- [Problem to solve]: Reproduce all of the material below, substituting "occurrence" for every "instance" and leaving everything else as is.

- [Data]:

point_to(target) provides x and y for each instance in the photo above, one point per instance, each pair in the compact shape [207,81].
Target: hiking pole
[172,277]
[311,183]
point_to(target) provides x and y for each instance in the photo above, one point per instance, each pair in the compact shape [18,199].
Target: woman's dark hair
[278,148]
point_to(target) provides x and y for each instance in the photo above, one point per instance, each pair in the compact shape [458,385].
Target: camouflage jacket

- [Exercise answer]:
point_to(target) provides x and y for each occurrence in the photo above, one point per occurrence, each pair in the compact shape [207,81].
Target: hiking pole
[172,277]
[311,183]
point_to(target) provides x and y for each occurrence in the photo above, one point per occurrence, each pair in the compact shape [18,199].
Target: woman's dark hair
[278,148]
point_to(target) provides x and y for each occurrence in the photo above, one point per occurrence, each pair in the compact shape [458,385].
Target: camouflage jacket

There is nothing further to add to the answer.